STATED TASK →
Repeat all of the data precisely.

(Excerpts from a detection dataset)
◆ ◆ ◆ ◆ ◆

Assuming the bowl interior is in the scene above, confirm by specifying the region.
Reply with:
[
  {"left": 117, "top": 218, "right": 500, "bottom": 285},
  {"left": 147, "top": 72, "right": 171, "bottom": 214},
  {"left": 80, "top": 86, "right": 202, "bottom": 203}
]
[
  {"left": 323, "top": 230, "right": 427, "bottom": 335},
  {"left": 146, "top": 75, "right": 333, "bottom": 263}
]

◆ ◆ ◆ ◆ ◆

ANSWER TO THIS PROBLEM →
Assuming the bowl interior is in the scene above, confirm by specifying the region.
Reply with:
[
  {"left": 117, "top": 218, "right": 500, "bottom": 285},
  {"left": 147, "top": 72, "right": 171, "bottom": 214},
  {"left": 80, "top": 86, "right": 202, "bottom": 203}
]
[
  {"left": 323, "top": 230, "right": 427, "bottom": 335},
  {"left": 146, "top": 75, "right": 333, "bottom": 263}
]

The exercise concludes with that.